» **REQUIRED TASK A**:
Transcribe the part of the customer service text from "On my last trip, I" to "airline in question?".
» **REQUIRED TASK B**:
Repeat the rows word for word, from the line with "like [408, 114]." to the last line of the rows.

» **SOURCE TEXT**:
- - - - -
Here’s a tip: if you are hiring someone to help you to deal with the public make sure that persons LIKES helping people.

On my last trip, I had trouble checking in on the kiosk. So, a very unhelpful, surly guy came over, growled at me and told me to go wait in line. He was absolutely rude and unpleasant. Do you think that makes me feel positive toward the airline in question?

Yesterday, I was in downtown DC to meet with a client. She had her laptop with her and we needed to go somewhere with WiFi. I couldn’t think where the nearest Cosi was, but DC has deployed Downtown DC people in the Gallery Place area. I went up a woman with the Downtown DC jacket and asked her if she knew where the nearest Cosi was. She did. She gave us specific, perfect directions. She was helpful (and right). Contrast that with an exchange I had witnessed earlier inside a Metro station. A gentleman had approached the booth to ask a question, and the  lady in the booth was BERATING him for tapping on her window. Does that make Metro look helpful? (BTW, I have had similar experiences with people in the booths…they just don’t want to be bothered to do their jobs, that is, assisting people.)
- - - - -
» **DATA SHOWN**:
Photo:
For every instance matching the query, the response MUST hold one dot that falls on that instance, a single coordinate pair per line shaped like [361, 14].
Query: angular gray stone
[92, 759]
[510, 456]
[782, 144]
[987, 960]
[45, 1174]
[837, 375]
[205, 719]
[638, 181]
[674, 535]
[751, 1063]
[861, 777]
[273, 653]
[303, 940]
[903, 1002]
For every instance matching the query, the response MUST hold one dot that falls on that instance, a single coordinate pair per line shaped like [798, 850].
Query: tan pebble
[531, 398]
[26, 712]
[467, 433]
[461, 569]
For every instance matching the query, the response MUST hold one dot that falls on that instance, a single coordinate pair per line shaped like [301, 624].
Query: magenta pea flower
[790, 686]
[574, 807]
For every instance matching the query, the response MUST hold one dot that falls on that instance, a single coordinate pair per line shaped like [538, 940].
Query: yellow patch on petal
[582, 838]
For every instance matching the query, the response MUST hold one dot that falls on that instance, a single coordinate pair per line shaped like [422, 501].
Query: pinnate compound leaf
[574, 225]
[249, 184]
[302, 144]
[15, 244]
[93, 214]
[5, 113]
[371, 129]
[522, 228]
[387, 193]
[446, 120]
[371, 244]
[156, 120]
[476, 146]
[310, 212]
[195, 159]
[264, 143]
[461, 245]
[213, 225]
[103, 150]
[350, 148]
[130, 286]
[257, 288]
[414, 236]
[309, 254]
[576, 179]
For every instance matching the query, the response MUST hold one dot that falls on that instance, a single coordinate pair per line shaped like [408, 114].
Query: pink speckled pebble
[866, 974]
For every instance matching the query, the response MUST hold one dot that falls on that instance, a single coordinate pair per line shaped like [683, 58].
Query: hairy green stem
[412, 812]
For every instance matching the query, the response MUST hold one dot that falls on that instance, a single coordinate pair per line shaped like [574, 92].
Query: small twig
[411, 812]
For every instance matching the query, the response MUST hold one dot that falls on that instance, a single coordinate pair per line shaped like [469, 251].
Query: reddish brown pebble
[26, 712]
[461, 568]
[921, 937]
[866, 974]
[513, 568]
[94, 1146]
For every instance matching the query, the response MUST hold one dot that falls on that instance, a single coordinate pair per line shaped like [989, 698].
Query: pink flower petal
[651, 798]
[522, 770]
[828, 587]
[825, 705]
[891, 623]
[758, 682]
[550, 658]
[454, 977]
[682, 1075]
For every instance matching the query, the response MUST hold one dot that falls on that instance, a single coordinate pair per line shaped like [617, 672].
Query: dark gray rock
- - - - -
» **TASK ANSWER A**:
On my last trip, I had trouble checking in on the kiosk. So, a very unhelpful, surly guy came over, growled at me and told me to go wait in line. He was absolutely rude and unpleasant. Do you think that makes me feel positive toward the airline in question?

» **TASK ANSWER B**:
For every instance matching the query, the response MUST hold one dot that falls on that instance, a single coordinate pair per line shaped like [408, 114].
Query: pink speckled pebble
[866, 974]
For every instance matching the query, the response MUST hold one dot that falls on that instance, a single coordinate pair per line shaped like [683, 58].
Query: hairy green stem
[412, 812]
For every instance matching the query, the response MUST hold one dot that falls on that instance, a single coordinate pair per line shaped like [574, 92].
Query: small twig
[411, 812]
For every instance matching the query, the response MUST hold one dot that falls on that instance, a single coordinate pair per line shaped like [469, 251].
Query: reddish brown pebble
[26, 712]
[461, 568]
[921, 937]
[866, 974]
[513, 568]
[94, 1146]
For every instance matching the query, the response MUST hold one dot that falls on that instance, a single coordinate pair per line shaped like [989, 698].
Query: pink flower petal
[651, 798]
[522, 770]
[828, 587]
[825, 705]
[891, 623]
[758, 682]
[550, 658]
[454, 977]
[682, 1075]
For every instance matching the query, the response MUST hold one dot that falls on that instance, a single coordinate pair per line shaped like [617, 672].
Query: dark gray rock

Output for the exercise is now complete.